==== Extract provided
Kentucky Attorney General Daniel Cameron has championed conservative health care policies in his campaign to unseat Democratic Gov. Andy Beshear. But while he advocates for work requirements for Medicaid, Cameron has said that he would not support reversing the expansion of eligibility for the health insurance program under the Affordable Care Act.
However, while campaigning for the GOP gubernatorial nomination in April, Cameron indicated that he wanted to see the Affordable Care Act undone. He filled out a questionnaire for Northern Kentucky Right to Life, where he answered "Yes" to the question: "Will you actively oppose (and if in a position to do so, work against and vote against) state or federal legislation or regulation mandating health insurance coverage of abortion (both surgical and chemical) and artificial contraception, and will you actively support (and if in a position to do so, work for and vote for) the repeal of the ACA (Obamacare)?"
========
==== Raw data
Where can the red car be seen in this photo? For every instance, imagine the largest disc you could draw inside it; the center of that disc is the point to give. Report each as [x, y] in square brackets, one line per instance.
========
Copy the text on Daniel Cameron's health care positions between "Kentucky Attorney General" and "Affordable Care Act.", inclusive, and swap "Medicaid" for "public health coverage".

◆ Output below:
Kentucky Attorney General Daniel Cameron has championed conservative health care policies in his campaign to unseat Democratic Gov. Andy Beshear. But while he advocates for work requirements for public health coverage, Cameron has said that he would not support reversing the expansion of eligibility for the health insurance program under the Affordable Care Act.